- _WRITTEN EXERCISE_
Turn the items below, from the line containing "drawer in the photo above." through the last line, into a numbered list with both ends included and blank lines left out.

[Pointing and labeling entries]
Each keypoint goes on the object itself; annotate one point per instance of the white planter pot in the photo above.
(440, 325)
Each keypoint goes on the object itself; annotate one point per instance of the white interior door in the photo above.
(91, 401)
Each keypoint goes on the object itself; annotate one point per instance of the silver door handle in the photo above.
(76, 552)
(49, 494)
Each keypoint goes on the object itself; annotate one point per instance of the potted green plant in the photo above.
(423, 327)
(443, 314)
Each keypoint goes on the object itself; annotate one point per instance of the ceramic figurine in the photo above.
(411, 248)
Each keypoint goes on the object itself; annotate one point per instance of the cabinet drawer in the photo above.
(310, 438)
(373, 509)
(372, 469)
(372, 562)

- _TASK ANSWER_
1. Each keypoint goes on the object itself; annotate one point per instance of the cabinet drawer in the photo above.
2. (310, 438)
3. (373, 509)
4. (372, 469)
5. (372, 562)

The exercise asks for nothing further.